34PhD in Econimic Sciences, Associate Professor, Moscow Aviation Institute (National Research University), Moscow, Russia.
35PhD in Econimic Sciences, Associate Professor, Moscow Aviation Institute (National Research University), Moscow, Russia.

Introduction

Small organizations and small caps are more mobile, with a strong focus on innovation and customer orientation and are willing to take risks. Also, small organizations are engaged in technological innovation in areas that seem unexpected or too risky for large companies. Small organizations have a quick adaptation to the market, thanks to constant contact with customers and business owners are constantly aware of all market changes. In addition, the specificity of implementation activities implies a lot of labor-intensive manual operations, suspension of production facilities, underemployment of staff, combination of highly skilled and unskilled labor, i.e. what small firms are more suited to (Tikhonov, 2019). Mobility and flexibility of the transition to innovations, small management staff, simple organizational ties, high qualification of staff, maximum concentration on solving the task, high sensitivity to fundamental innovations, use of disadvantageous areas of production for large enterprises and taking into account local conditions constitutes the advantages of small business before large one and allows often overtaking more powerful competitors in scientific and technical competition. In many countries, small business frees large enterprises from producing small-scale and unique products. They act as pioneers of market niches, which are then filled by large corporations, reduce the risk of scientific and technical research and production of a new product (Tslaf, 2012; Amorós et al., 2019).

That is why in some countries the share of small and medium-sized firms in the total number of enterprises reaches 98% of the total industrial production (Shamina, 2008; Schot and Steinmueller, 2018). Small business ensures the development of competition. As world experience shows, it quickly reacts to changes in consumer demand in the market and its saturation with a wide range of goods; it allows taking into account local characteristics and traditions of the population of a given region when organizing production and also creates additional jobs.

Small and medium-sized enterprises in foreign countries are actively involved in the implementation of scientific and technical programs, as well as in inter-firm alliances.

In a natural course of events, small innovative business was brought to the forefront of scientific and technological progress, and where the risk and uncertainty of results were maximum. However, even in this case, consuming only 2-5% of the total expenditure on R&D, small business in the USA and Western Europe created and still creates up to 50% of the largest innovations sold on the world market (Damyanova, 2013; Agapie et al., 2018).

In Russia, small innovative business did not become widespread, since it did not fit into the administrative system of managing the national economy.

Small business does not set the goal of solving federal problems, but directs its efforts and resources to problems of a local and private nature, which are “invisible” for federal government bodies.

Despite the existing significant difference, scientific, technical and innovative activities in small business and in public sector of the economy are closely related, they complement and enrich each other (Balashevich and Bykova, 2012; Burdina et al., 2020).

◇ ◇ ◇ ◇ ◇

◆ **WRITTEN TASK**:
Copy out the passage on small business and innovation word for word, starting at "In Russia, small" and ending at "federal government bodies.".

◆ **DATA EXCERPTS**:
◇ ◇ ◇ ◇ ◇

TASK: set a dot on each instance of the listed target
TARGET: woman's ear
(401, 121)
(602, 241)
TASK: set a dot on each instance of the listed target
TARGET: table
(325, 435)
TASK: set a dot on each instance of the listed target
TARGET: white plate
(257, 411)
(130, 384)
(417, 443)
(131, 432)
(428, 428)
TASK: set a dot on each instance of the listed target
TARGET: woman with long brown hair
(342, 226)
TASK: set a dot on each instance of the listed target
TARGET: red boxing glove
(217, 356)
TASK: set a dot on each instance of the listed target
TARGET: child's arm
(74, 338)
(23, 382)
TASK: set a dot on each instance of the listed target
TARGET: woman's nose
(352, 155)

◇ ◇ ◇ ◇ ◇

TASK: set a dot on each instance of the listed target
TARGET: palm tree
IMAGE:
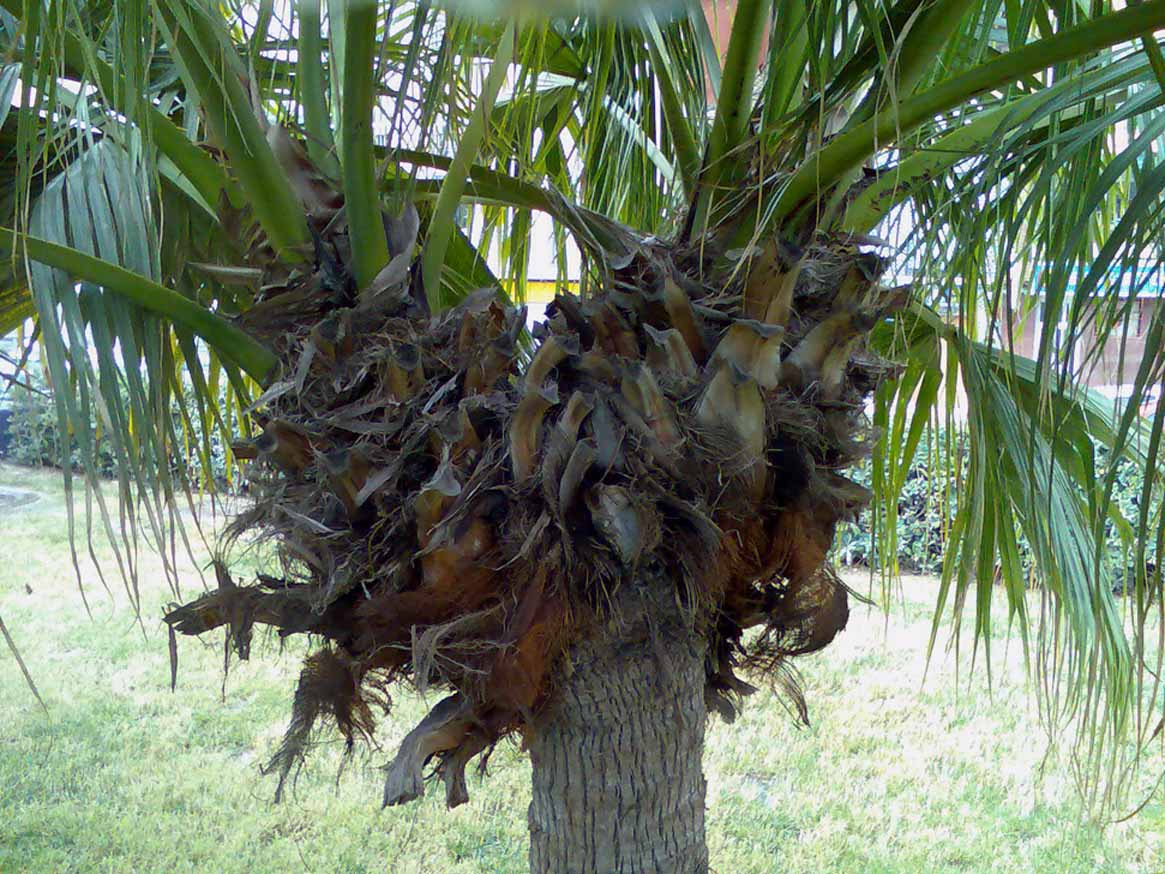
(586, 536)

◇ ◇ ◇ ◇ ◇

◆ **WRITTEN ANSWER**:
In Russia, small innovative business did not become widespread, since it did not fit into the administrative system of managing the national economy.

Small business does not set the goal of solving federal problems, but directs its efforts and resources to problems of a local and private nature, which are “invisible” for federal government bodies.